Short problem: Print the data below verbatim, reproducing each line without any changes.

- - - -

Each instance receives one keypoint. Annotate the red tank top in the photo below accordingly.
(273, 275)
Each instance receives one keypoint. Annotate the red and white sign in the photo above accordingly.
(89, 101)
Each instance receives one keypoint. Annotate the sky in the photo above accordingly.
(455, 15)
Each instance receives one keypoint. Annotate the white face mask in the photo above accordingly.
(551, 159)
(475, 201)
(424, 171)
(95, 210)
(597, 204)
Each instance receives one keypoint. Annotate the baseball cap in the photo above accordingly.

- - - -

Task answer:
Each instance receives one keypoint. Annotate the red tank top in the photo below accordingly.
(273, 275)
Each instance receives one keypoint. Annotate the red and white sign in the photo above accordingly.
(89, 101)
Each instance receives one keypoint. Annotate the sky in the photo above accordingly.
(455, 15)
Each instance receives one keypoint. Annotate the white face mask in the photo above accordingly.
(551, 159)
(475, 201)
(424, 171)
(95, 210)
(597, 204)
Each instance receives one keypoint. Annotate the baseball cap in the photo above accordingly.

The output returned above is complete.